_Task to complete:_
Can you print the lines of the listing verbatim, starting at the line that contains "Locate each instance of the open" and ending with the last line of the listing, both ends included, and leave the pictures out of your answer?

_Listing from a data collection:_
┏━━

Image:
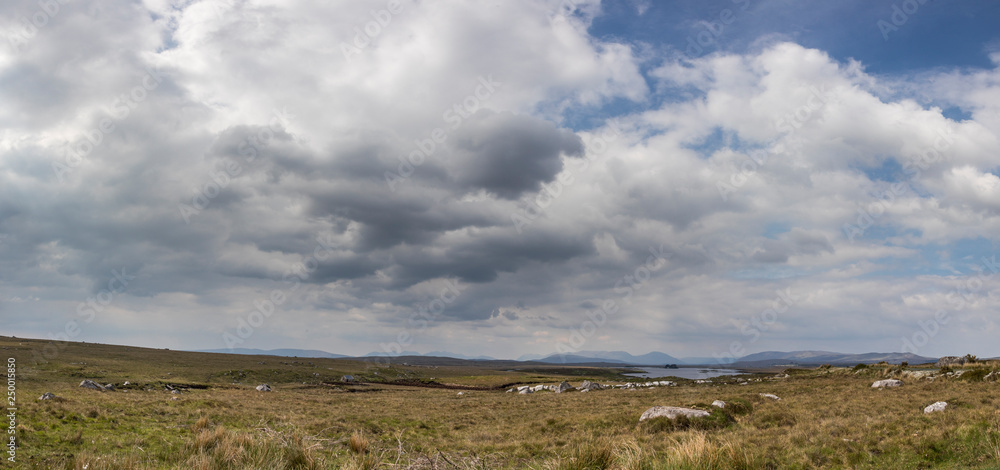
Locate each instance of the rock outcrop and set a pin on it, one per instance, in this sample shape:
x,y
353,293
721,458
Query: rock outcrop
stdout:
x,y
949,361
887,383
672,412
937,406
87,383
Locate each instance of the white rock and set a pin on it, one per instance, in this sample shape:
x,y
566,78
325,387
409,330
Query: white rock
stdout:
x,y
938,406
887,383
672,412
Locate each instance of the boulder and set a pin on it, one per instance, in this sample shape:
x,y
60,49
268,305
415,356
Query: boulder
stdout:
x,y
587,386
937,406
672,412
887,383
87,383
950,361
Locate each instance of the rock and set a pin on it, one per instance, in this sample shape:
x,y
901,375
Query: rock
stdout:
x,y
587,386
87,383
950,361
672,412
887,383
938,406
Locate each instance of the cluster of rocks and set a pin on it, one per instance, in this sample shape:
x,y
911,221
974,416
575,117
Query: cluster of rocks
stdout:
x,y
87,383
892,383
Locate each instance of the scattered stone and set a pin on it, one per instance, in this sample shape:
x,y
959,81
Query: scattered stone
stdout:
x,y
587,386
937,406
672,412
87,383
887,383
951,361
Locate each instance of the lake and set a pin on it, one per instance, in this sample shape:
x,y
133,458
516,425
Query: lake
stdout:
x,y
693,373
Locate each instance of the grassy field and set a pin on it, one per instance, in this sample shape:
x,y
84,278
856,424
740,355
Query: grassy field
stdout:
x,y
827,418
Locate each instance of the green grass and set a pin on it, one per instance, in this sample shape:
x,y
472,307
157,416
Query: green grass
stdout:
x,y
827,418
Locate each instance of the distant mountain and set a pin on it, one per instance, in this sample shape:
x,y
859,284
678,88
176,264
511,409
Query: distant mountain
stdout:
x,y
276,352
431,354
614,357
772,358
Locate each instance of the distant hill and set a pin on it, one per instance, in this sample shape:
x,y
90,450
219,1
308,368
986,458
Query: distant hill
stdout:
x,y
431,354
276,352
613,357
772,358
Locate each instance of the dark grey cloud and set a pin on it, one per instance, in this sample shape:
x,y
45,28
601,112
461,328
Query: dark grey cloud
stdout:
x,y
508,154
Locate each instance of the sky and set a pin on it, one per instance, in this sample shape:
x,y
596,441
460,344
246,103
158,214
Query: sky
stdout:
x,y
701,178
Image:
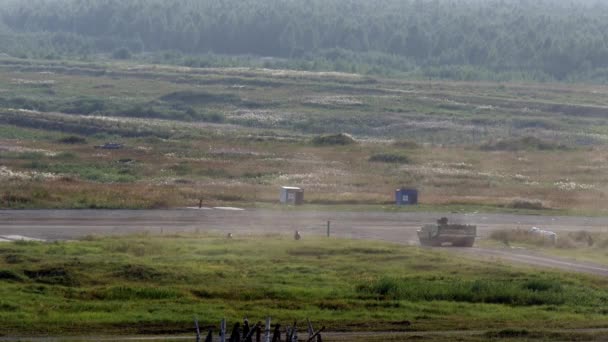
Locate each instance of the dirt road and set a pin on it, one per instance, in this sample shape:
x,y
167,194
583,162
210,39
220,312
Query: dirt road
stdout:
x,y
393,227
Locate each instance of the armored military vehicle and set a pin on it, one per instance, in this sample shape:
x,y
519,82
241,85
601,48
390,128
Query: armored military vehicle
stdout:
x,y
444,234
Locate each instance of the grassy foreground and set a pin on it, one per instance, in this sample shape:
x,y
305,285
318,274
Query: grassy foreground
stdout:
x,y
155,284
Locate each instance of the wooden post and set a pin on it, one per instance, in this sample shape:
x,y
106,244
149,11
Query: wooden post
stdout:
x,y
258,332
267,330
316,336
223,330
209,336
276,336
311,331
198,331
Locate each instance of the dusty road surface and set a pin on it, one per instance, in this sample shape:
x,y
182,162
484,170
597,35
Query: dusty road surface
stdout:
x,y
393,227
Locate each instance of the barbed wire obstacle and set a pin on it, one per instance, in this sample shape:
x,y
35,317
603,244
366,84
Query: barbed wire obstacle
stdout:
x,y
259,332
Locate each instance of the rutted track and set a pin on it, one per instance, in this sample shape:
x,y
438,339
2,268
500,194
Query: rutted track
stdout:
x,y
393,227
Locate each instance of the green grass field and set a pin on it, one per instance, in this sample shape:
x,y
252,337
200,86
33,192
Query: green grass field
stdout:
x,y
234,135
155,284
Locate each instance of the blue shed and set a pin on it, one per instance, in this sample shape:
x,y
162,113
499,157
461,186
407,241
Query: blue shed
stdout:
x,y
406,196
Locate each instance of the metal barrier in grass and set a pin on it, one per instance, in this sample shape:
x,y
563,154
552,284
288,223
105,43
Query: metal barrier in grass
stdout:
x,y
259,332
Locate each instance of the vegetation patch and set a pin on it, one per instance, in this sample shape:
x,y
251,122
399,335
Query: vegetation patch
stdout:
x,y
522,203
333,281
390,158
521,293
522,144
72,140
334,139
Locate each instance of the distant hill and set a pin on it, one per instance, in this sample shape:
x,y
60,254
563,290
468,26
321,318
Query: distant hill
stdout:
x,y
467,39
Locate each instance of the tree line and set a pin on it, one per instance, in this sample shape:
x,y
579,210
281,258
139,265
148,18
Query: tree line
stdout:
x,y
536,39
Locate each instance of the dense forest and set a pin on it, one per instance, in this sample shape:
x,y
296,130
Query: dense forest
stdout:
x,y
542,40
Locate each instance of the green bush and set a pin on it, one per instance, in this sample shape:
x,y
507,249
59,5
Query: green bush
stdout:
x,y
334,139
73,139
389,158
531,292
522,144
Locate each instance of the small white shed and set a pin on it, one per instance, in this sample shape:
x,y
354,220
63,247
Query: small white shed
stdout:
x,y
292,195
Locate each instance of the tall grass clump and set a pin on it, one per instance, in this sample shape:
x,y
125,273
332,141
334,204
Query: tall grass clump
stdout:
x,y
520,292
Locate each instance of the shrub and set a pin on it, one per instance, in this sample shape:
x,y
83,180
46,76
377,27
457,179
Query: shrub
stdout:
x,y
522,203
409,144
134,293
10,275
73,139
521,292
523,143
334,139
507,236
389,158
122,53
582,236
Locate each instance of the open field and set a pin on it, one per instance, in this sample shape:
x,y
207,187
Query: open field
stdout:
x,y
377,226
152,284
235,135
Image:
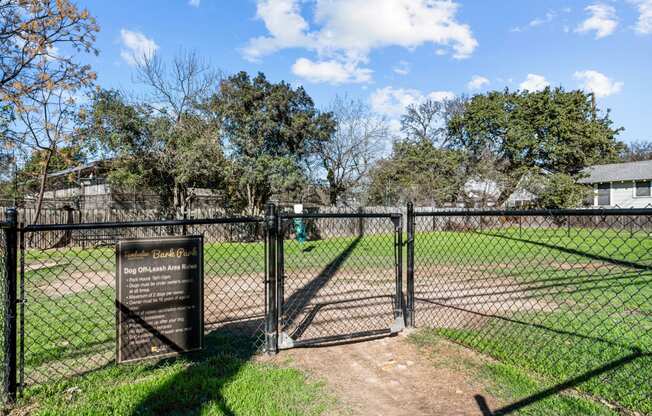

┗━━

_Task response:_
Locate each instance of the open field and set a pin on it, one per instance, in this sample shape:
x,y
207,187
Query: open field
stdout:
x,y
377,226
152,284
235,135
Image:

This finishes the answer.